(Stored records)
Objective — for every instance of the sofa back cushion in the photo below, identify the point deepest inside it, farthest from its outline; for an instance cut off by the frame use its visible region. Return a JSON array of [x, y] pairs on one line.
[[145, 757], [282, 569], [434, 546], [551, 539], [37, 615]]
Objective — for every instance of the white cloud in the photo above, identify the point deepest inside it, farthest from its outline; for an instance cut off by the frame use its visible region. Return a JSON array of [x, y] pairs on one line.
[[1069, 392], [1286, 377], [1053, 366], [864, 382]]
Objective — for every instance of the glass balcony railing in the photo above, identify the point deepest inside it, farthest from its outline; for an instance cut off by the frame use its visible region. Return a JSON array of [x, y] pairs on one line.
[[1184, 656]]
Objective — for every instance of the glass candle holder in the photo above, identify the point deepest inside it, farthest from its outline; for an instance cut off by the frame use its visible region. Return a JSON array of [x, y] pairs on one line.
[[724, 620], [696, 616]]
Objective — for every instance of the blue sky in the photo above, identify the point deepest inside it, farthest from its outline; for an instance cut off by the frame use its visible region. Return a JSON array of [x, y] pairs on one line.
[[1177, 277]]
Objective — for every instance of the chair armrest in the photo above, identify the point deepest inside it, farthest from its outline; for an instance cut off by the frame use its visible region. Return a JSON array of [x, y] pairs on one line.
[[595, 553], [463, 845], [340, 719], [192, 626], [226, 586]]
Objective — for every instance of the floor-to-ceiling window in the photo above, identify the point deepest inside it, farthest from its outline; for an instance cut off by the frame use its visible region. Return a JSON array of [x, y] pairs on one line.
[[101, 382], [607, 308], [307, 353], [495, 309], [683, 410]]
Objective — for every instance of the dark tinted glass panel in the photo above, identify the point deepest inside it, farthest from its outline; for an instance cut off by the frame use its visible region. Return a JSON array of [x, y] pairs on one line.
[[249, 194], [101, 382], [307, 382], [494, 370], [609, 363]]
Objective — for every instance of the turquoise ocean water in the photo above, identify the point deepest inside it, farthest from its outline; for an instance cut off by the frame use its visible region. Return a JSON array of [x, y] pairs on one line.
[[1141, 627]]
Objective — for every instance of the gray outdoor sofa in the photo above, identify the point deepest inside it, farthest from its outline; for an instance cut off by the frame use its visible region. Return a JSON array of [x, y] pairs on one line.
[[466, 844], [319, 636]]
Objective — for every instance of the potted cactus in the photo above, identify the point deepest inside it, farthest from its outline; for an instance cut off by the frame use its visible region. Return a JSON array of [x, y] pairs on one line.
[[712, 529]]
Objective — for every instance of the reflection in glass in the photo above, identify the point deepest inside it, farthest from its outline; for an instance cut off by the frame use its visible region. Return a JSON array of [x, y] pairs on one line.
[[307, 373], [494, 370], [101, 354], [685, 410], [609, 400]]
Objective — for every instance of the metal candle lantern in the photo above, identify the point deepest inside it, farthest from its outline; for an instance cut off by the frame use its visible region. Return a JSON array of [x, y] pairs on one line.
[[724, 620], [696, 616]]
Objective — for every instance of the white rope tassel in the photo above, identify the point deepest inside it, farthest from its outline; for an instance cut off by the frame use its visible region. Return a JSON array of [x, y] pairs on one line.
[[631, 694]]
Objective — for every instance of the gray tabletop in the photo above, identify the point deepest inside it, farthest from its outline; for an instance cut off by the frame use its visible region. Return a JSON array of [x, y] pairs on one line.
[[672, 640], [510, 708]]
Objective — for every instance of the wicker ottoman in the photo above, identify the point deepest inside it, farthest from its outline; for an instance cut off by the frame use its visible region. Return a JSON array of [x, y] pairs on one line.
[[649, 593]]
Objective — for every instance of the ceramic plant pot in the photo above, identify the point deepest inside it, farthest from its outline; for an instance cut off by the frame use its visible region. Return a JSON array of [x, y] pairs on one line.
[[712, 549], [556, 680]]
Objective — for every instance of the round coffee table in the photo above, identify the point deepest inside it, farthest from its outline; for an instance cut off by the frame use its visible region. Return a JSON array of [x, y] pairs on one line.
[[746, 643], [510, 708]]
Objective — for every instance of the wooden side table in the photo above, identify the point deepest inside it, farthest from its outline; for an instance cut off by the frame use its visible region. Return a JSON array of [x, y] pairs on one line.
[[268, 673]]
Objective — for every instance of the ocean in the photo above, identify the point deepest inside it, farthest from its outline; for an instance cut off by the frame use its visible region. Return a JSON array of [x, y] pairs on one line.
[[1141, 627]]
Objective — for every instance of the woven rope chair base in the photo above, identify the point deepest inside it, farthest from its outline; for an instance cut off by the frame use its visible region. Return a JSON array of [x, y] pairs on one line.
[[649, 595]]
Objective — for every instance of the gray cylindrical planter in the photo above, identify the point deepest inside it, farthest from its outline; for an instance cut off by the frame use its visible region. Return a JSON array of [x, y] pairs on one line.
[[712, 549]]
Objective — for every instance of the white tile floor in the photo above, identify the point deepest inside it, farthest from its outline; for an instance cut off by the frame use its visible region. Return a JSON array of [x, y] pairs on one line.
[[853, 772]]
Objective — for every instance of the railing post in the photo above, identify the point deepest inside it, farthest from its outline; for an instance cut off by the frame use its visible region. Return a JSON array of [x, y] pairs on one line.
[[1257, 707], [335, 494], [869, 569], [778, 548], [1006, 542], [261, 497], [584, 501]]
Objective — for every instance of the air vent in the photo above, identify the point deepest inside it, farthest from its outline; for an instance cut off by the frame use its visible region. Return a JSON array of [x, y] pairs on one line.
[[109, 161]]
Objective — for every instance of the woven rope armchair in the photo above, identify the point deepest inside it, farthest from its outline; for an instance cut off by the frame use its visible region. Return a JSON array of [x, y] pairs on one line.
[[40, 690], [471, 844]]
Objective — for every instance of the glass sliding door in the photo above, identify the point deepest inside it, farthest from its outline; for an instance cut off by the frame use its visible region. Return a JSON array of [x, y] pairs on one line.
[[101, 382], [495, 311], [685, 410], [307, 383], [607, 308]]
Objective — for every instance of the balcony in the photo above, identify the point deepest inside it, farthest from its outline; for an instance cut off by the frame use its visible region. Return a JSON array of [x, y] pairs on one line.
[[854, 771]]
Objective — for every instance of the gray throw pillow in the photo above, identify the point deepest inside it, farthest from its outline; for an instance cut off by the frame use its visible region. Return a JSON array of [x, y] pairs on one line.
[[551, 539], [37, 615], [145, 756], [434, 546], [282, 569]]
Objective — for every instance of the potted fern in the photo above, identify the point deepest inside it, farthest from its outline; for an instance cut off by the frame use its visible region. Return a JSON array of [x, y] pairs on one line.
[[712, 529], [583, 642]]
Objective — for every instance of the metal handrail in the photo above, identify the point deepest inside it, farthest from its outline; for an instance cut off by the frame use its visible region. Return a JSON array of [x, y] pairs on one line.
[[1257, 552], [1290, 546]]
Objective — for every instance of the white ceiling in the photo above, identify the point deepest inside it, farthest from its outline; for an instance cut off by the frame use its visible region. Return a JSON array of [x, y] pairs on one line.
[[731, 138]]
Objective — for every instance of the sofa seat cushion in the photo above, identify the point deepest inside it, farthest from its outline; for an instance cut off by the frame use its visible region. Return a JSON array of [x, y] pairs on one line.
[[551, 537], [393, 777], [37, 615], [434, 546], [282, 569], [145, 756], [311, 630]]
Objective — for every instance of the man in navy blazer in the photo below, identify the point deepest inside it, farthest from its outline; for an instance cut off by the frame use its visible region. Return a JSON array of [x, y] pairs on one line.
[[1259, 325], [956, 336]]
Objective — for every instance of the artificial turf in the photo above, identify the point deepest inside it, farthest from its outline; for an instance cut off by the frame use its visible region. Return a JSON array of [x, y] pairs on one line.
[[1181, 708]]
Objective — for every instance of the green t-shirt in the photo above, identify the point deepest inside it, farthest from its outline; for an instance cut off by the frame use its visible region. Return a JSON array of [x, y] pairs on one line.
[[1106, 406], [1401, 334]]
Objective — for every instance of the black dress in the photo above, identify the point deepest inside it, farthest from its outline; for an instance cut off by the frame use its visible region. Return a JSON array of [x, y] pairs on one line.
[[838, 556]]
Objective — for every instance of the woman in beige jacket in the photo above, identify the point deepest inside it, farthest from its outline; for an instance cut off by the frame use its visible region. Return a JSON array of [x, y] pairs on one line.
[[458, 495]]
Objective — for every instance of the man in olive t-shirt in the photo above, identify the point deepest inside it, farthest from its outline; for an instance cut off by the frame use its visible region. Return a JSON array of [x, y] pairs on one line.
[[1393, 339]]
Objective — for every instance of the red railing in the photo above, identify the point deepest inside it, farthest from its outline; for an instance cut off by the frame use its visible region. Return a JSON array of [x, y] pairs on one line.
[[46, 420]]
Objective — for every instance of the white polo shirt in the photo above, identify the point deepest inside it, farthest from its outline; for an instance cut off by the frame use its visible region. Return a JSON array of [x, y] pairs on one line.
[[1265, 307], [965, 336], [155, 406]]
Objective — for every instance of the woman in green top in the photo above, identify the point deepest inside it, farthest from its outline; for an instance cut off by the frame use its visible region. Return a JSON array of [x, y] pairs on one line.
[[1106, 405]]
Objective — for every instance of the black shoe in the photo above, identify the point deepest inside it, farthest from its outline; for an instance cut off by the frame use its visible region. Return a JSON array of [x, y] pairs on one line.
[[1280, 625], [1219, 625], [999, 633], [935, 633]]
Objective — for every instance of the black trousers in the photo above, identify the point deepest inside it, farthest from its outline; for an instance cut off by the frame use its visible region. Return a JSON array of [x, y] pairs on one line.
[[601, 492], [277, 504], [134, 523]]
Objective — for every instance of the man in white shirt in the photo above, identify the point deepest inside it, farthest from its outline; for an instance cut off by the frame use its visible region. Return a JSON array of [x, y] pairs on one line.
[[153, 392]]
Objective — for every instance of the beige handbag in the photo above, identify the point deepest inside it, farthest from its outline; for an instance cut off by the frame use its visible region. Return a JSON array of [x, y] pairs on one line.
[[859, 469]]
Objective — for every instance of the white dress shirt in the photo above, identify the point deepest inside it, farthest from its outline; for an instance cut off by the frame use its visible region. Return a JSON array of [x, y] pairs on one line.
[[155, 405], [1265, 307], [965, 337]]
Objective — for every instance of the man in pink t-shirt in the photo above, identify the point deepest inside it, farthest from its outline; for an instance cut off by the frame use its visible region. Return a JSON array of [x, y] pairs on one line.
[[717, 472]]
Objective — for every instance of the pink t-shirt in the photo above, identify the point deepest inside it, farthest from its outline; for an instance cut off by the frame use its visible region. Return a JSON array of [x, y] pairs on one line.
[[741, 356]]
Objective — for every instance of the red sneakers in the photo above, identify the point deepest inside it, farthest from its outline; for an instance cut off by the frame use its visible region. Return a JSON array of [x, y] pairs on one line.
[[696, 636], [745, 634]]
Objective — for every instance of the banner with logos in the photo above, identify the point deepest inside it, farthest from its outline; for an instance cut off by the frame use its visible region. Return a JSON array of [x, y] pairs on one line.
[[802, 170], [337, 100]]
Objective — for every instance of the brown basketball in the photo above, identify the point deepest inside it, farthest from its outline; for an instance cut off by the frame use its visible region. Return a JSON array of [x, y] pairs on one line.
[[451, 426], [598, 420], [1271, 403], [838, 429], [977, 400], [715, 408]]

REQUIRED ACTION >> Print the line containing "Objective — for every instance of the banner" and every line after it to the end of the records above, exactly as written, and nothing else.

RESPONSE BELOW >>
Objective — for every instance of the banner with logos in the photo above, identify the point deepest inside it, farthest from its outline; for an instance cut off by the frame use its visible region. Return a JSON array of [x, y] pairs on one line.
[[802, 170], [337, 100]]
Objective — for every instance of the brown basketball in the photo above, identify the point deepest inside it, farthest from its outline; for an instance cut off by the frame use its visible region. Return a JSON array of [x, y] pairs on one line.
[[451, 426], [598, 420], [1271, 403], [838, 429], [977, 400], [715, 408]]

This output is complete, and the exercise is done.